Exercise data ▸
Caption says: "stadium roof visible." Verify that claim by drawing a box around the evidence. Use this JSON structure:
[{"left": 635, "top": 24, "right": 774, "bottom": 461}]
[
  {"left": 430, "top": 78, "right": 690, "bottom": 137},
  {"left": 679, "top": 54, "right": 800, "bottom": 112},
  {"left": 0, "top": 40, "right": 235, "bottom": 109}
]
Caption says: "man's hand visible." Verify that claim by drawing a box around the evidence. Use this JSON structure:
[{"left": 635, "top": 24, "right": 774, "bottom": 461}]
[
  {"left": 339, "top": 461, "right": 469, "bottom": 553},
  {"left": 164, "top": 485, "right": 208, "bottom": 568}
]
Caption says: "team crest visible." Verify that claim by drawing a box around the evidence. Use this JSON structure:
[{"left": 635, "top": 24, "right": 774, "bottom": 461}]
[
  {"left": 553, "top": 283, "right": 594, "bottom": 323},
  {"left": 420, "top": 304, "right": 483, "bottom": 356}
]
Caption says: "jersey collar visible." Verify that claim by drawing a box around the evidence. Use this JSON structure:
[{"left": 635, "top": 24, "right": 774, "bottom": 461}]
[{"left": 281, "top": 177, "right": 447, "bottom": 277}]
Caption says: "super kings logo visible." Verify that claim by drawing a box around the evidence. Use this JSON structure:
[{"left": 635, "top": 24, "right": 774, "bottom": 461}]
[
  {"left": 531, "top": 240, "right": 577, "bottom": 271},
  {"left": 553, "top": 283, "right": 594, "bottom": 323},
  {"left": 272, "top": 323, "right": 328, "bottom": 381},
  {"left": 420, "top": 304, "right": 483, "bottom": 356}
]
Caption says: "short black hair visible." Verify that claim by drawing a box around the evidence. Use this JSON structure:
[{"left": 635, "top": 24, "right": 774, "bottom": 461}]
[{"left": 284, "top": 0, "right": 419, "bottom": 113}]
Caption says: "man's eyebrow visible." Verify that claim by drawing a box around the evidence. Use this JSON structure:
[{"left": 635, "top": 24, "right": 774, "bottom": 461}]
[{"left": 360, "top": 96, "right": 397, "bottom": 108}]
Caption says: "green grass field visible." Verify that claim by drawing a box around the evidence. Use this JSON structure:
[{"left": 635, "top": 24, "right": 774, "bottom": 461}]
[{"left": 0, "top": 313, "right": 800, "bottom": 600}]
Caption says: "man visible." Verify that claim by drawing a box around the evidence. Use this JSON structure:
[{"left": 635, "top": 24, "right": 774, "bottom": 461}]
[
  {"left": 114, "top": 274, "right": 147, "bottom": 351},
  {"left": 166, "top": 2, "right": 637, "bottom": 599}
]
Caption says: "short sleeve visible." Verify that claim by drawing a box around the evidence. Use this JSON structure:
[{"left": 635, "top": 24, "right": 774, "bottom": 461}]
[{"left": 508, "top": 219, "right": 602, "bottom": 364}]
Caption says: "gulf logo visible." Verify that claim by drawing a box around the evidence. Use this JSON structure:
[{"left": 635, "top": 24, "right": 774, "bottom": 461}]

--

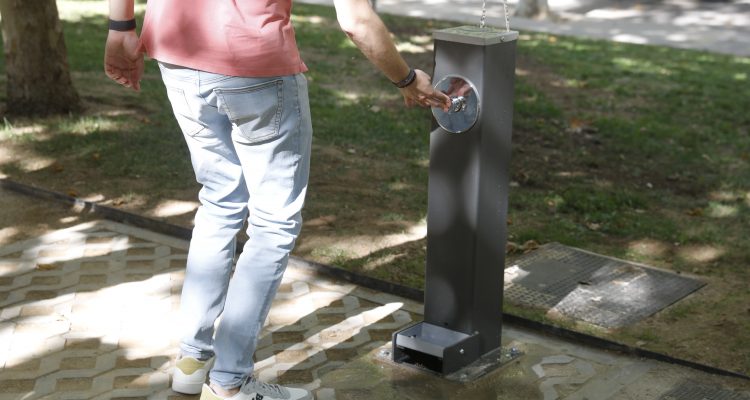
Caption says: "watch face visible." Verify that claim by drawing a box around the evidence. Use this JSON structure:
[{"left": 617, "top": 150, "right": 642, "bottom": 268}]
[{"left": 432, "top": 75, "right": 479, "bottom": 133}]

Written task ▸
List every line in the material above that contains the word "claim", copying each line in full. Case counts.

Written response ▸
Caption says: "stadium roof visible." Verify that claim by drawing a box around the evidence. Use this JSON structure:
Caption says: "man's hand visible." Verify that claim by drawing a box around the evidence. Use this JSON structure:
Caption says: "team crest visible." Verify that claim by drawing a box around the evidence. Use this JSON structure:
Caption says: "jersey collar visible." Verify that claim by drawing a box around the evidence. Use this JSON structure:
Caption says: "super kings logo visible." Verify that claim by drawing a box around the evidence. Use this JSON structure:
Caption says: "short black hair visible." Verify that claim by drawing a box around the evidence. Use this JSON structure:
Caption says: "man's eyebrow visible." Verify that claim by drawing a box around the evidence. Use this JSON structure:
Caption says: "green grass field visible." Verify that claim by drawing a box around the evidence. Use this JSON structure:
Caption says: "man visible." Verify that claim by drawing a box around the evidence. Use this JSON structure:
Caption says: "short sleeve visible." Verify that claim by drawing a box around the evidence. Use this JSON structure:
Caption says: "gulf logo visible." Verify that claim by drawing a box around the evidence. Use this JSON structure:
Caption says: "watch face visible." Verify that claim by drawing a box around the evidence. Use this JSON structure:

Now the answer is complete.